- **PROVIDED DATA**

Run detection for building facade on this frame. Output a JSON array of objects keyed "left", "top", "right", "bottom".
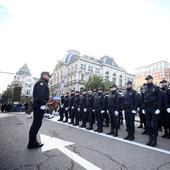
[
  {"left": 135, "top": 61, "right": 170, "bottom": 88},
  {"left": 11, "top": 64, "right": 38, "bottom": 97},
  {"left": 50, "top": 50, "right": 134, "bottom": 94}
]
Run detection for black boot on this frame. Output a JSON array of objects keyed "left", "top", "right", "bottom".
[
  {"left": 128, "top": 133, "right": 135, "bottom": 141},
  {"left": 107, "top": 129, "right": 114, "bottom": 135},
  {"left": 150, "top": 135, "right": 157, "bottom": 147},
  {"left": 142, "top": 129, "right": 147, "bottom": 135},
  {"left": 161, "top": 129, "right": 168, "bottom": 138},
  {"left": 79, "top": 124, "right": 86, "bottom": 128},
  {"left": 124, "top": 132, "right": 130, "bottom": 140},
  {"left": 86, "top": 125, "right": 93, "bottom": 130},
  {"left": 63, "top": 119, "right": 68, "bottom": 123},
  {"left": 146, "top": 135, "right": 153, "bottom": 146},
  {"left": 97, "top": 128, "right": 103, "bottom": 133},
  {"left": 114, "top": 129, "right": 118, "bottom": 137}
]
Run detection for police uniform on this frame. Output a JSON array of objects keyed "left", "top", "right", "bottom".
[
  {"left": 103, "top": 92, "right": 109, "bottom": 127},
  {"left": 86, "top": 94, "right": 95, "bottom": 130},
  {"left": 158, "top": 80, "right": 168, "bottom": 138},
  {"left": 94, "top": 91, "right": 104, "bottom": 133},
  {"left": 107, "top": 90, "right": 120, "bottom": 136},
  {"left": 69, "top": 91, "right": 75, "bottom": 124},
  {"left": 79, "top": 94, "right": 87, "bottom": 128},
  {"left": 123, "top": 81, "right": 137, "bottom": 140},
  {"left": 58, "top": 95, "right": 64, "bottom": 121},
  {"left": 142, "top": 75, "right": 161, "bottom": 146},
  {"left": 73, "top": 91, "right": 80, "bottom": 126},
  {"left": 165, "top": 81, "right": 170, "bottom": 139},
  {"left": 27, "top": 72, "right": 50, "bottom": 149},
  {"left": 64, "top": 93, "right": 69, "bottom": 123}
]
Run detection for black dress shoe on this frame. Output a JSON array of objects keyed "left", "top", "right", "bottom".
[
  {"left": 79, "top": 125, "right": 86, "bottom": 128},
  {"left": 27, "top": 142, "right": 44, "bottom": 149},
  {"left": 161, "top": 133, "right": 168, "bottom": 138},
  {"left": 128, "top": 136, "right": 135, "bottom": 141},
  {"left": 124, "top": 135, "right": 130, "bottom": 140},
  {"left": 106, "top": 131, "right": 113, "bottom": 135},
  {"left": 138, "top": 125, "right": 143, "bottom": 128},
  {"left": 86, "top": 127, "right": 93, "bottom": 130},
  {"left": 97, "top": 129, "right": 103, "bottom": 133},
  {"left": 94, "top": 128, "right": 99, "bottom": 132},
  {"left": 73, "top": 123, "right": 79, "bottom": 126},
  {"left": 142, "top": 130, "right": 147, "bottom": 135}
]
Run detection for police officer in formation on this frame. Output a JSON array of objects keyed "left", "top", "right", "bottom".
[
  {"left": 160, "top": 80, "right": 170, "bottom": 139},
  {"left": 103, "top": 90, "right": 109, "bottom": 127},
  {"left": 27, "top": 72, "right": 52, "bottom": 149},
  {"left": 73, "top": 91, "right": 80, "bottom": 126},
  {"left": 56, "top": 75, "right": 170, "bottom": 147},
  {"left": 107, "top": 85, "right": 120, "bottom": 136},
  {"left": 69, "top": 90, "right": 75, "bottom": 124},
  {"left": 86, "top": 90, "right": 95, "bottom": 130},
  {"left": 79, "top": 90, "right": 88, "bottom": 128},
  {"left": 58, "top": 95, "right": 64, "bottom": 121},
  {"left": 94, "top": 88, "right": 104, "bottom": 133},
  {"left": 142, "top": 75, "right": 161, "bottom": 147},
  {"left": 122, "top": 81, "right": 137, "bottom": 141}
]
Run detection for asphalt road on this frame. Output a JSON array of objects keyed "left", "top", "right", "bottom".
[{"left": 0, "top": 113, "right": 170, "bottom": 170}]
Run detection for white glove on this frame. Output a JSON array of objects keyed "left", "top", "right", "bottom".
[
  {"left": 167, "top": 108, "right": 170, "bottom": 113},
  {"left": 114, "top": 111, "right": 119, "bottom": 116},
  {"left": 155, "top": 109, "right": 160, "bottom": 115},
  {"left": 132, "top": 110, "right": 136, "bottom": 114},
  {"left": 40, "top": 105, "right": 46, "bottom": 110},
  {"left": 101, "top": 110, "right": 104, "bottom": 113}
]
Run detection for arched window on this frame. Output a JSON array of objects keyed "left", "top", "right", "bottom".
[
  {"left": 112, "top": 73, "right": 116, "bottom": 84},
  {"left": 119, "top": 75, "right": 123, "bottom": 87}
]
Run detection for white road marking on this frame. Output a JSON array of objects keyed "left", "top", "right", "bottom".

- **AIM**
Transcribe the material word for word, from the line containing "Run detection for asphalt" through the end of the material.

- **PROBLEM SOLUTION**
Run detection for asphalt road on this frame. Output a JSON array of objects keyed "left", "top", "right", "bottom".
[{"left": 0, "top": 113, "right": 170, "bottom": 170}]
Run detection for white glove on this frame. Output a JSON array of objects keyed "left", "top", "right", "bottom".
[
  {"left": 167, "top": 108, "right": 170, "bottom": 113},
  {"left": 114, "top": 111, "right": 119, "bottom": 116},
  {"left": 155, "top": 109, "right": 160, "bottom": 115},
  {"left": 132, "top": 110, "right": 136, "bottom": 114},
  {"left": 40, "top": 105, "right": 46, "bottom": 110},
  {"left": 101, "top": 110, "right": 104, "bottom": 113}
]
Run detection for arched window on this frame. Output a JSON array of objects keyed "left", "top", "right", "bottom".
[
  {"left": 112, "top": 73, "right": 116, "bottom": 84},
  {"left": 119, "top": 75, "right": 123, "bottom": 87}
]
Run detection for white road marking on this frame. Output a JSON array of objects keyed "left", "top", "right", "bottom".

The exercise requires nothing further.